[Items from a data source]
══════════════════════════════
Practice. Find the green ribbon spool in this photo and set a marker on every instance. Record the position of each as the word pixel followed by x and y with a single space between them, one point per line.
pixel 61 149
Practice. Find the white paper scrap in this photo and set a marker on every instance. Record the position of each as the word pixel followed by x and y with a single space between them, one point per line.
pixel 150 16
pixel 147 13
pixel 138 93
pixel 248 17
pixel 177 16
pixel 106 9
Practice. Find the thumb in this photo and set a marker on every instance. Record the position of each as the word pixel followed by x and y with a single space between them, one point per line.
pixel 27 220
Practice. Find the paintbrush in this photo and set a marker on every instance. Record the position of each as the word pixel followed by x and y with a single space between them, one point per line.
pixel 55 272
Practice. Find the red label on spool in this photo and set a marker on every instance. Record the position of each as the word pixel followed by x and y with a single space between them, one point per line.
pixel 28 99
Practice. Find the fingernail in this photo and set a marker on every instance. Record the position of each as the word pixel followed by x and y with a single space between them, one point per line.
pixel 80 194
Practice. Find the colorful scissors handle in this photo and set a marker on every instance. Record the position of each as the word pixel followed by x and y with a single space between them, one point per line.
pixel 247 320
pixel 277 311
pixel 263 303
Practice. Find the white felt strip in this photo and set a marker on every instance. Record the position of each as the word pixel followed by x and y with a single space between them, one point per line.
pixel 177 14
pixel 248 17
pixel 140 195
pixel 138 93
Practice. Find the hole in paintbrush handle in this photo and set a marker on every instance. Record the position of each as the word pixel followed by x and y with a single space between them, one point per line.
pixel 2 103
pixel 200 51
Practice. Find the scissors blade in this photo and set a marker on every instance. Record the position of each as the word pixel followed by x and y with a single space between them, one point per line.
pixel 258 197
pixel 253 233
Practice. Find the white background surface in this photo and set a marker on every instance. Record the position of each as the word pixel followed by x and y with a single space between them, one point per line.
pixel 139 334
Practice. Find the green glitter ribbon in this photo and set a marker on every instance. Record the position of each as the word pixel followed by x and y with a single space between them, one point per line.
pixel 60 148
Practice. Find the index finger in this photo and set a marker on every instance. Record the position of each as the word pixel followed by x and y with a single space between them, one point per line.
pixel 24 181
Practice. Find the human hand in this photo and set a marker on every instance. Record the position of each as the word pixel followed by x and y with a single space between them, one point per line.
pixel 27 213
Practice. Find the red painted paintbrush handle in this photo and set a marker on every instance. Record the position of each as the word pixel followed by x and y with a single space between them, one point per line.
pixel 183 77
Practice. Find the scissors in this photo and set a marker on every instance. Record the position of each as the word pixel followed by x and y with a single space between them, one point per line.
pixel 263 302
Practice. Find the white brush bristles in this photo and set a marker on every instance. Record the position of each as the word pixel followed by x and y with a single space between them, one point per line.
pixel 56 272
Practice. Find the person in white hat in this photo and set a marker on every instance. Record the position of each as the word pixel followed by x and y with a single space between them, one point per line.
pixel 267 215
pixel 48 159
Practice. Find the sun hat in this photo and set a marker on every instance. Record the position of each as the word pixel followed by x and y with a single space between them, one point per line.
══════════════════════════════
● **WHAT THE TASK REQUIRES**:
Please retype all of the data above exactly as written.

● **COMPLETED TASK**:
Practice. Find the green ribbon spool in this photo and set a marker on every instance. Record the position of each as the word pixel followed by x and y with a single space between them, one point per line.
pixel 61 149
Practice. Find the white paper scrap in this photo and set a marker on every instance. Record the position of each as the word pixel followed by x and y with a single space between them, one point per line.
pixel 150 16
pixel 147 13
pixel 138 93
pixel 248 17
pixel 177 16
pixel 106 9
Practice. Find the thumb in this photo and set a marker on every instance. Record the position of each as the word pixel followed by x and y with a single space between them, one point per line.
pixel 27 220
Practice. Find the paintbrush in this photo and set a marker on every instance. Record the position of each as the word pixel followed by x and y with a single space between them, one point per line.
pixel 55 272
Practice. Find the red label on spool in this photo and set a marker on every instance. Record the position of each as the word pixel followed by x and y with a single space between them, one point per line.
pixel 28 99
Practice. Find the fingernail in this photo and set a marker on every instance. Record the position of each as the word pixel followed by x and y with a single space between them, one point per line.
pixel 80 194
Practice. Find the colorful scissors handle in this photo and set a marker on every instance. Record the position of each as the word pixel followed by x and y with a single space between them, one point per line.
pixel 247 320
pixel 277 311
pixel 263 303
Practice. Find the white felt strip in this photo and set a marker on every instance. Record the position of each as the word pixel followed by x and y with a single space between them, one point per line.
pixel 177 14
pixel 248 17
pixel 140 195
pixel 138 93
Practice. Find the hole in paintbrush handle in this photo and set a marker on every instance. Record the position of each as the word pixel followed by x and y with a single space between them, one point per line.
pixel 2 103
pixel 200 51
Practice. Find the scissors blade in this photo and set a marker on every instance. Record the position of each as the word pixel followed by x and y with a single space between them, one point per line.
pixel 258 197
pixel 253 233
Practice. Find the white background surface in this photo and set a marker on every instance. Record the position of each as the word pixel followed by x and y with a single space between them, one point per line.
pixel 139 334
Practice. Find the green glitter ribbon in this photo and set a marker on every instance. Record the position of each as the word pixel followed by x and y with a single space between them, one point per line.
pixel 60 148
Practice. Find the index finger in this photo and set a marker on every instance. Record the position of each as the word pixel followed by x and y with a single space between them, one point per line.
pixel 24 181
Practice. Find the human hand in this photo and set a marker on every instance. Record the position of each as the word pixel followed by x and y with a single space between them, one point per line.
pixel 27 213
Practice. Find the red painted paintbrush handle in this photo and set a marker on every instance. Record the position of each as the word pixel followed by x and y with a single space between them, one point per line.
pixel 183 77
Practice. Find the scissors in this photo and set a marker on every instance. Record the position of each as the word pixel followed by x and y with a single space between them, one point per line.
pixel 263 302
Practice. Find the white brush bristles in this photo and set a marker on every instance. Record the position of each as the word pixel followed by x and y with a single space between them, one point per line.
pixel 56 272
Practice. Find the person in white hat in this photo and set a marker on every instance. Record the position of each as the word pixel followed by x and y with a single space between them, one point per line.
pixel 267 215
pixel 48 159
Practice. Find the sun hat in this photo and set a marker on every instance. Record the position of each as the word pixel followed by x and y with a single space between them, one point per line.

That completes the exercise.